Task details: Return every line of the listing below as a JSON list of strings, one string per line, skipping blank lines. Leave the pictures out.

===== Stored data =====

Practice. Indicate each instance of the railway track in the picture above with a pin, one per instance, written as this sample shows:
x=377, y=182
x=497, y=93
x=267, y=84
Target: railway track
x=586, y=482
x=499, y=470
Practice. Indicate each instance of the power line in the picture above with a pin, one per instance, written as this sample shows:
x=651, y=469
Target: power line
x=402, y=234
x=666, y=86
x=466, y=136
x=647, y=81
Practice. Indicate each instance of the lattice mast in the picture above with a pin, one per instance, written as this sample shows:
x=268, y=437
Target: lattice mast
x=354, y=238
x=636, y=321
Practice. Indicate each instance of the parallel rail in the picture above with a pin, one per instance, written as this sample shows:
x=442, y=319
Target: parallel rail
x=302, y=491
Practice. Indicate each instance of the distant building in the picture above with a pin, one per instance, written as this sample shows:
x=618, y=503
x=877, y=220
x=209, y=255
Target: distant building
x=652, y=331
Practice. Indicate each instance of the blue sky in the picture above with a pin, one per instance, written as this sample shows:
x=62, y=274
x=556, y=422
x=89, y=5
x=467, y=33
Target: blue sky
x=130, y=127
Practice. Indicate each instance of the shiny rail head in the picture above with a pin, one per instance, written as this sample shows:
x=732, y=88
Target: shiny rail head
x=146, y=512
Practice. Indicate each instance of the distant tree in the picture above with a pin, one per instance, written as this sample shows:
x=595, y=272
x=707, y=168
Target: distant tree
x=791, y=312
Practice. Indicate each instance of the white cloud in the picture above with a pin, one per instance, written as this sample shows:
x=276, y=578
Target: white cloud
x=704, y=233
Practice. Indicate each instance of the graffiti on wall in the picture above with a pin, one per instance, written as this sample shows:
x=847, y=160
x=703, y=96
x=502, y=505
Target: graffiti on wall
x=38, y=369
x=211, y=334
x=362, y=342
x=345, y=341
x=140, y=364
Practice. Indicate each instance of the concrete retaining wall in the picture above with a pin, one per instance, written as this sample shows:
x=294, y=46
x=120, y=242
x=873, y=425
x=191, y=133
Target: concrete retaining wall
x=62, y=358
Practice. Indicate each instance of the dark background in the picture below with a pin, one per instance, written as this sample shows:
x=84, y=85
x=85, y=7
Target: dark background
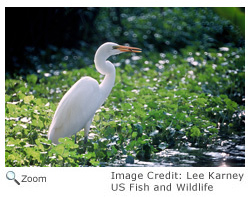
x=29, y=30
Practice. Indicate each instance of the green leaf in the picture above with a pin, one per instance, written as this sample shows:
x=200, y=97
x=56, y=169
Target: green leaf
x=28, y=99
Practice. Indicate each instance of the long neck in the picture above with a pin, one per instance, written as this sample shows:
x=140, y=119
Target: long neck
x=108, y=82
x=106, y=68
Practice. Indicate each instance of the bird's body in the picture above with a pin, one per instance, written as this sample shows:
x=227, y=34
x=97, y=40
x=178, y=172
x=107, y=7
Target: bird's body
x=78, y=106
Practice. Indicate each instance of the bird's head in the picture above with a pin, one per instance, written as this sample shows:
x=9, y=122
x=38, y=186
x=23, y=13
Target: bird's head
x=109, y=48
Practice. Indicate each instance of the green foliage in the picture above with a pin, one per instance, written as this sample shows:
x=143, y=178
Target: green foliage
x=160, y=100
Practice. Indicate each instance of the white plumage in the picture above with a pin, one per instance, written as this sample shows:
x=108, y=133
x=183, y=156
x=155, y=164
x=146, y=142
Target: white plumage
x=78, y=106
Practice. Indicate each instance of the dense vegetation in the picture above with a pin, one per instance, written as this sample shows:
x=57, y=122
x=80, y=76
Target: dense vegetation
x=187, y=88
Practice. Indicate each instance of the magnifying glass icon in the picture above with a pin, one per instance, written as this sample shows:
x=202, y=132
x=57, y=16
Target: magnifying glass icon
x=11, y=176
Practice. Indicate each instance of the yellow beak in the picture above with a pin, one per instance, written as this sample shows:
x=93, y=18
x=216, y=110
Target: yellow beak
x=128, y=49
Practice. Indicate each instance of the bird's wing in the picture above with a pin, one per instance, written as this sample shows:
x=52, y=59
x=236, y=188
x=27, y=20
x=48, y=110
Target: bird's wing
x=77, y=105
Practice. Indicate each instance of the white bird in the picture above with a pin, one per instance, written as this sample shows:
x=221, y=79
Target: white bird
x=78, y=106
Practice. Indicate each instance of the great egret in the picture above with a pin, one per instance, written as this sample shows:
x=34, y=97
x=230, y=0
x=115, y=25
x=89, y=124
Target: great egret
x=78, y=106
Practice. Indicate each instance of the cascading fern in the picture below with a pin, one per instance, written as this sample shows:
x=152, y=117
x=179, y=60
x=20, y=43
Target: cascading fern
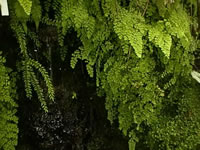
x=20, y=28
x=140, y=54
x=8, y=108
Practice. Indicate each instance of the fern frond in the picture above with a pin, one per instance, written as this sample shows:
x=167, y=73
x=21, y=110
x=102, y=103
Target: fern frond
x=161, y=39
x=26, y=4
x=27, y=79
x=46, y=77
x=126, y=29
x=36, y=13
x=8, y=120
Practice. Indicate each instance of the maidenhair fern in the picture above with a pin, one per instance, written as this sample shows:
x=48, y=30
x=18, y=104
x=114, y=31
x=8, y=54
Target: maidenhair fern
x=8, y=108
x=26, y=4
x=140, y=53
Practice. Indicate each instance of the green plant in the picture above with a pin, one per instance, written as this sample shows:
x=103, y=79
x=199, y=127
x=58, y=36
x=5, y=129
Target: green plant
x=141, y=54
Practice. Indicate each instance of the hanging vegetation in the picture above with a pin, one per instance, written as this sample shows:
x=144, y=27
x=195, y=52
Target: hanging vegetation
x=141, y=53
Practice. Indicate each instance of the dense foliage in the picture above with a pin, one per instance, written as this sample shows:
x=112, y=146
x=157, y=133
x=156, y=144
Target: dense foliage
x=140, y=52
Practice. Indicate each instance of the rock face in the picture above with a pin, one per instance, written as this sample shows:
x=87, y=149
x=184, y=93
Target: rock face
x=76, y=121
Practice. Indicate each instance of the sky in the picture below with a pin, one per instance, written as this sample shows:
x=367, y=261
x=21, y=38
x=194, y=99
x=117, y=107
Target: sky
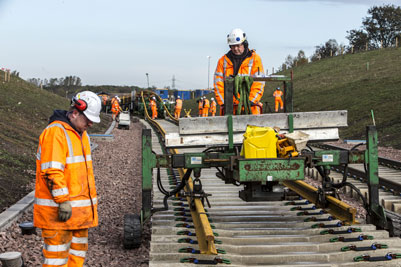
x=118, y=42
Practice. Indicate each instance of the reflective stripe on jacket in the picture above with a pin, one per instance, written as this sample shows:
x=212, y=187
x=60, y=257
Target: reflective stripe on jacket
x=251, y=66
x=64, y=172
x=206, y=103
x=277, y=94
x=213, y=106
x=115, y=108
x=178, y=103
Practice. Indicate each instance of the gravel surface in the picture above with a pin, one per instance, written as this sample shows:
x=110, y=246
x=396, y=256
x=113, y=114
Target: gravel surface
x=117, y=166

=====

Completed exercise:
[
  "Practice. Indicate each instance of the railway track in the picture above with a pin, one per instance, written as this sample shows:",
  "x=377, y=182",
  "x=497, y=93",
  "x=267, y=84",
  "Target: railway track",
  "x=586, y=482",
  "x=499, y=470",
  "Practice. Indicate each instance of the power line in the picture above with a pin, one per instance, written as this sample shows:",
  "x=651, y=469",
  "Target: power line",
  "x=402, y=234",
  "x=666, y=86",
  "x=466, y=136",
  "x=647, y=81",
  "Practice. Indicate each instance of the lattice mast in the picture above with a pin, one per instance, written as this sample shows:",
  "x=268, y=437",
  "Target: lattice mast",
  "x=354, y=238",
  "x=636, y=321",
  "Practice. Indicate each instance of the parallel rail in the picture above with a pin, one per instance, written as this sample shows:",
  "x=442, y=319",
  "Target: parallel rail",
  "x=302, y=491",
  "Practice. Indicate each instance of the distant building in the picture above with a pin, one per instance, written as this sample shows:",
  "x=618, y=503",
  "x=877, y=220",
  "x=209, y=255",
  "Target: distant building",
  "x=652, y=331",
  "Practice. Indicate each instance of the blue sky in the picture above with a pin, one per instance, written as this sample shows:",
  "x=62, y=274",
  "x=556, y=422",
  "x=89, y=5",
  "x=467, y=33",
  "Target: blue sky",
  "x=130, y=127",
  "Practice. Indicate each instance of the shiny rail head in the picture above with a pin, one per instance, written as this sample shows:",
  "x=732, y=88",
  "Target: shiny rail head",
  "x=146, y=512",
  "Practice. Indicate each instance of the distant tree in the picture above with a pin, one per instance, written as this sample shows:",
  "x=595, y=272",
  "x=707, y=168",
  "Target: distant tree",
  "x=791, y=312",
  "Practice. Indicate each instance of the white cloud in the picture above with a pin, one per instance, written as this sample shows:",
  "x=276, y=578",
  "Target: white cloud",
  "x=704, y=233",
  "Practice. Indicate each instance of the graffiti on wall in the picture above with a pin, one per instance, written as this sample shows:",
  "x=847, y=160",
  "x=703, y=96",
  "x=502, y=505",
  "Target: graffiti on wall",
  "x=38, y=369",
  "x=211, y=334",
  "x=362, y=342",
  "x=345, y=341",
  "x=140, y=364",
  "Practice. Indicate each instance of the concrete retaining wall in the picture above with a pin, one per instance, written as this sample shows:",
  "x=294, y=46",
  "x=120, y=242",
  "x=873, y=425",
  "x=191, y=133",
  "Target: concrete retaining wall",
  "x=62, y=358",
  "Practice. Indicate each instance of the dark background in the picture below with a pin, one per instance, written as this sample shows:",
  "x=84, y=85",
  "x=85, y=7",
  "Target: dark background",
  "x=29, y=30",
  "Practice. Indicate each instance of the green leaf in the picture above with a pin, one per instance, written as this sample shows:",
  "x=200, y=97",
  "x=56, y=169",
  "Target: green leaf",
  "x=28, y=99",
  "Practice. Indicate each instance of the long neck in the picture above with a pin, one per instance, written as this sample shows:",
  "x=140, y=119",
  "Target: long neck",
  "x=108, y=82",
  "x=106, y=68",
  "Practice. Indicate each instance of the bird's body in the picture above with a pin, one per instance, written as this sample shows:",
  "x=227, y=34",
  "x=97, y=40",
  "x=178, y=172",
  "x=107, y=7",
  "Target: bird's body",
  "x=78, y=106",
  "Practice. Indicate each instance of the bird's head in the picture above with a pin, one per instance, written as this sample shows:",
  "x=9, y=122",
  "x=38, y=186",
  "x=23, y=13",
  "Target: bird's head",
  "x=109, y=48",
  "Practice. Indicate each instance of the green foliage in the picture above with a pin, one per instance, written as this sample shows:",
  "x=143, y=178",
  "Target: green foliage",
  "x=160, y=100",
  "Practice. Indicate each instance of the white plumage in the picture above with a pin, one per instance, written as this sample shows:",
  "x=108, y=133",
  "x=183, y=156",
  "x=155, y=164",
  "x=146, y=142",
  "Target: white plumage",
  "x=78, y=106",
  "Practice. Indicate each instance of the dense vegetation in the picture above with a pin, one per instance, written as this sample shows:",
  "x=57, y=122",
  "x=80, y=76",
  "Target: dense vegetation",
  "x=187, y=88",
  "Practice. Indicate each instance of the magnifying glass icon in the picture above with a pin, one per instance, written as this sample shows:",
  "x=202, y=132",
  "x=57, y=16",
  "Target: magnifying glass icon",
  "x=11, y=176",
  "Practice. Indicate each instance of the yellow beak in the picture above with a pin, one per instance, written as this sample shows:",
  "x=93, y=18",
  "x=216, y=110",
  "Target: yellow beak",
  "x=128, y=49",
  "Practice. Indicate each instance of the bird's wing in the picture above with a pin, one per instance, written as this sample shows:",
  "x=52, y=59",
  "x=236, y=188",
  "x=27, y=20",
  "x=48, y=110",
  "Target: bird's wing",
  "x=77, y=105",
  "Practice. Indicate each instance of the white bird in the picture above with a pin, one per instance, written as this sample shows:",
  "x=221, y=79",
  "Target: white bird",
  "x=78, y=106",
  "Practice. Indicate each instance of the great egret in the picture above with a pin, one per instance, written as this sample shows:",
  "x=34, y=97",
  "x=230, y=0",
  "x=115, y=25",
  "x=89, y=124",
  "Target: great egret",
  "x=78, y=106",
  "Practice. Indicate each instance of the cascading fern in the picture below with a pin, one per instance, written as this sample shows:",
  "x=152, y=117",
  "x=179, y=60",
  "x=20, y=43",
  "Target: cascading fern",
  "x=20, y=28",
  "x=140, y=54",
  "x=8, y=108",
  "Practice. Indicate each instance of the fern frond in the picture above with a pin, one per instance, written as this sample shows:",
  "x=167, y=73",
  "x=21, y=110",
  "x=102, y=103",
  "Target: fern frond",
  "x=161, y=39",
  "x=26, y=4",
  "x=27, y=79",
  "x=46, y=77",
  "x=126, y=29",
  "x=36, y=13",
  "x=8, y=120",
  "Practice. Indicate each instance of the maidenhair fern in the picture above with a pin, one per instance, written as this sample shows:",
  "x=48, y=30",
  "x=18, y=104",
  "x=114, y=31",
  "x=8, y=54",
  "Target: maidenhair fern",
  "x=8, y=108",
  "x=26, y=4",
  "x=140, y=53",
  "Practice. Indicate each instance of the green plant in the picture above with a pin, one per instance, written as this sample shows:",
  "x=103, y=79",
  "x=199, y=127",
  "x=58, y=36",
  "x=5, y=129",
  "Target: green plant",
  "x=141, y=54",
  "Practice. Indicate each instance of the hanging vegetation in the picture above with a pin, one per instance, written as this sample shows:",
  "x=144, y=27",
  "x=195, y=52",
  "Target: hanging vegetation",
  "x=141, y=53",
  "Practice. Indicate each instance of the dense foliage in the picture above with a pin, one per instance, written as this sample shows:",
  "x=112, y=146",
  "x=157, y=133",
  "x=156, y=144",
  "Target: dense foliage",
  "x=140, y=52",
  "Practice. Indicate each instance of the rock face in the picture above with a pin, one per instance, written as this sample shows:",
  "x=87, y=149",
  "x=184, y=93",
  "Target: rock face",
  "x=76, y=121",
  "Practice. Indicate each instance of the sky in the picture below with a pin, one per instance, written as this sample shows:",
  "x=367, y=261",
  "x=21, y=38",
  "x=194, y=99",
  "x=117, y=107",
  "Target: sky",
  "x=118, y=42",
  "Practice. Indicate each instance of the reflective stripe on jacket in the picture above with a pin, one per instance, written as this sample shows:",
  "x=212, y=187",
  "x=60, y=257",
  "Target: reflective stripe on jacket",
  "x=251, y=66",
  "x=64, y=172",
  "x=206, y=103",
  "x=277, y=94",
  "x=213, y=106",
  "x=115, y=108",
  "x=178, y=103",
  "Practice. Indicate each instance of the gravel surface in the picture above with a pin, one per instance, written as this sample shows:",
  "x=110, y=246",
  "x=396, y=256",
  "x=113, y=114",
  "Target: gravel surface",
  "x=117, y=166"
]